Texto proporcionado:
En aquellos años, Robson era el encargado de convertir bolas de madera en «modelos atómicos» con los que los estudiantes pudieran crear estructuras moleculares y familiarizarse con el mundo de la química.
Para ello, pidió al taller de la universidad que perforara agujeros en las bolas. De esa forma, gracias a unas varillas de madera (los enlaces químicos) se podrían construir los átomos. En seguida, Robson se dio cuenta de que los agujeros no podían colocarse al azar. Cada átomo, forma enlaces químicos de una manera específica y, si quería hacer el modelo realista, necesitaba marcar dónde debían perforarse los agujeros.
Eso es lo que le dio la pista: en la posición de los enlaces había una increíble cantidad de información. Más aún, esos enlaces escondían la clave para construir nuevas estructuras moleculares de forma fácil y sencilla.

Tareas por realizar:
(a) Enumere todas las formas verbales conjugadas del texto sobre los modelos atómicos cuyo sujeto es Robson.
(b) Transcriba el fragmento del texto sobre los modelos atómicos que comienza en «Para ello, pidió» y termina en «fácil y sencilla.».
(c) Conteste brevemente, a partir del texto sobre los modelos atómicos:
(i) ¿A quién pidió Robson que perforara agujeros en las bolas?
(ii) ¿Qué representaban las varillas de madera?
(iii) ¿Qué escondían los enlaces, según el texto?

[Extractos de datos de regiones etiquetadas]
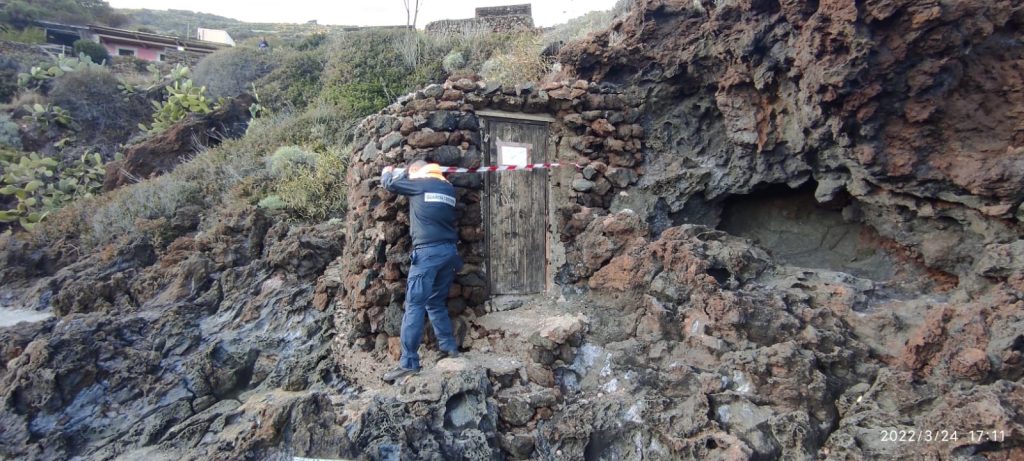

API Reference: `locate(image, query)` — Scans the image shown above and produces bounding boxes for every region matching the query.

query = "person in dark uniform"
[381,160,462,382]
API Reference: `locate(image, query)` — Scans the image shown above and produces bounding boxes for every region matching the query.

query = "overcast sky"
[109,0,615,29]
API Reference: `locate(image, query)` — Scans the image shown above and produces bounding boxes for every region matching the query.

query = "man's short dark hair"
[409,160,430,173]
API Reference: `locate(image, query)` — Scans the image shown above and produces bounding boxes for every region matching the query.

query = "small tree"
[74,39,111,65]
[401,0,422,29]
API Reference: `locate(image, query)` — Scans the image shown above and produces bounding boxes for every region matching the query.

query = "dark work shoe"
[437,350,462,361]
[381,367,420,383]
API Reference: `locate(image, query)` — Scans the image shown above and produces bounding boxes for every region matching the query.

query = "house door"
[483,118,548,295]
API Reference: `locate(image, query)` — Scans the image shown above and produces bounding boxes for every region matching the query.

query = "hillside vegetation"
[0,0,610,242]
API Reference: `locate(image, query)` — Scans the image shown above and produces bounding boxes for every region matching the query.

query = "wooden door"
[484,118,548,295]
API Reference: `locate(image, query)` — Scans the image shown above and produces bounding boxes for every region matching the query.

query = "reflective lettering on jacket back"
[423,193,455,207]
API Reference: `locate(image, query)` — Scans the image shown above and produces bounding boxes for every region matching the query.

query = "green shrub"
[257,196,288,210]
[22,103,78,130]
[256,49,326,111]
[261,146,348,221]
[193,47,273,98]
[74,39,111,65]
[266,145,316,178]
[0,154,105,229]
[49,67,150,144]
[17,54,99,89]
[295,32,328,51]
[544,0,634,45]
[0,114,22,151]
[480,34,551,86]
[321,30,432,117]
[441,51,466,74]
[0,56,18,103]
[84,166,203,247]
[138,80,212,134]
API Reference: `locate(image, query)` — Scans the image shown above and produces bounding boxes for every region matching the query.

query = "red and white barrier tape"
[394,163,579,173]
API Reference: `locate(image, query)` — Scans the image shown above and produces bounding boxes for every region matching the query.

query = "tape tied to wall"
[394,163,582,174]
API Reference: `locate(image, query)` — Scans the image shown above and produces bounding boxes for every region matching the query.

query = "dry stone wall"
[339,78,644,351]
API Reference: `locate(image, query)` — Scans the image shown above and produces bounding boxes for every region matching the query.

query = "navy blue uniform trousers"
[399,243,462,370]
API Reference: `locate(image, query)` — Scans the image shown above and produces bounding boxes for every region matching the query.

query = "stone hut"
[342,78,644,350]
[425,3,534,35]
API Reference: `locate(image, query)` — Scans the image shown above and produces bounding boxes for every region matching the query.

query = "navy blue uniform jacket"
[381,170,459,248]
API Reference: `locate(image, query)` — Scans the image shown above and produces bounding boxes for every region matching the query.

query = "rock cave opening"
[718,180,905,282]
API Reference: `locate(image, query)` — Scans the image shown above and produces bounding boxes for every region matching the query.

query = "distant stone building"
[197,28,234,46]
[35,20,231,61]
[426,3,534,35]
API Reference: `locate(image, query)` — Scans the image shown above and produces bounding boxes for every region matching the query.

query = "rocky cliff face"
[0,0,1024,460]
[561,0,1024,288]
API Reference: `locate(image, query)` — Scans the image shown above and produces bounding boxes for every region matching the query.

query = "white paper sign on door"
[498,145,529,166]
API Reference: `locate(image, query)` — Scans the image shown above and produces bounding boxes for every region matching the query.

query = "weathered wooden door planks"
[484,118,548,295]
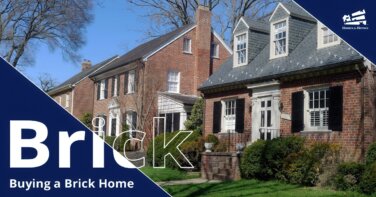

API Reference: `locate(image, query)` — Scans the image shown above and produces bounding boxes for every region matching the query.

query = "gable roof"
[199,25,363,90]
[90,24,196,77]
[48,55,118,95]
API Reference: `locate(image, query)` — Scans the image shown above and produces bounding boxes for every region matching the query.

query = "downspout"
[355,64,365,159]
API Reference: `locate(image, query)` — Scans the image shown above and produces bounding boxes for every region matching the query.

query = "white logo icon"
[342,9,367,25]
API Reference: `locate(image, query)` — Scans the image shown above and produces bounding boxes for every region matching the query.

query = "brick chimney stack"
[81,59,91,71]
[194,5,211,95]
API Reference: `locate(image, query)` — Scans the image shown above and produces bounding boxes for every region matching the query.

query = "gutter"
[198,58,363,92]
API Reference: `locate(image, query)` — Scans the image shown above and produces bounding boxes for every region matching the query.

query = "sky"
[20,0,148,85]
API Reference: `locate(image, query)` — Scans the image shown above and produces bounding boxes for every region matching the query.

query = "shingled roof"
[199,2,363,91]
[90,24,196,77]
[48,55,118,95]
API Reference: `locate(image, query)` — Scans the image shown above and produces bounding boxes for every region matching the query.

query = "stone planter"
[204,142,214,152]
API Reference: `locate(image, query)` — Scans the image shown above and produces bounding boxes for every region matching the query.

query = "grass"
[164,180,365,197]
[141,167,200,182]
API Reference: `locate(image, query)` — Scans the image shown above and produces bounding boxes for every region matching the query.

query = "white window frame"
[183,38,192,54]
[270,18,289,59]
[113,75,119,97]
[210,43,219,58]
[65,94,70,108]
[221,98,236,133]
[234,31,248,67]
[167,71,180,93]
[127,70,136,94]
[302,87,330,132]
[98,79,106,100]
[317,22,341,49]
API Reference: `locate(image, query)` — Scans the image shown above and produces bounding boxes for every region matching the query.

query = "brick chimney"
[81,59,91,71]
[194,5,211,95]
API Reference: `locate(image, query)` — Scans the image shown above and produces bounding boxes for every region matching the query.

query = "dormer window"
[234,33,248,66]
[271,20,287,57]
[317,23,341,48]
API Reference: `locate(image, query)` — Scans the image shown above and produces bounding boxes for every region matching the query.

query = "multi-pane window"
[210,44,219,58]
[128,70,135,93]
[99,80,106,100]
[183,38,192,53]
[236,34,247,65]
[167,71,180,93]
[308,89,329,129]
[224,100,236,132]
[321,27,338,44]
[65,94,70,107]
[274,21,287,56]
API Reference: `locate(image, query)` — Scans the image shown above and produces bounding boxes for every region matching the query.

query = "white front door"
[224,100,236,132]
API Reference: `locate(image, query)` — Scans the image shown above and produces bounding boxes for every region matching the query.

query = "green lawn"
[164,180,365,197]
[141,167,200,182]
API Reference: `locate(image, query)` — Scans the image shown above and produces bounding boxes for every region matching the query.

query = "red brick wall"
[72,78,94,119]
[281,72,369,161]
[204,89,252,150]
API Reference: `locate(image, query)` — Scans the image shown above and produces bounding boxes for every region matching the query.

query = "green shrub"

Respuestas propuestas:
(a) era, pidió, se dio (cuenta), quería, necesitaba

(b)
Para ello, pidió al taller de la universidad que perforara agujeros en las bolas. De esa forma, gracias a unas varillas de madera (los enlaces químicos) se podrían construir los átomos. En seguida, Robson se dio cuenta de que los agujeros no podían colocarse al azar. Cada átomo, forma enlaces químicos de una manera específica y, si quería hacer el modelo realista, necesitaba marcar dónde debían perforarse los agujeros.
Eso es lo que le dio la pista: en la posición de los enlaces había una increíble cantidad de información. Más aún, esos enlaces escondían la clave para construir nuevas estructuras moleculares de forma fácil y sencilla.

(c)
(i) Al taller de la universidad.
(ii) Los enlaces químicos.
(iii) La clave para construir nuevas estructuras moleculares de forma fácil y sencilla.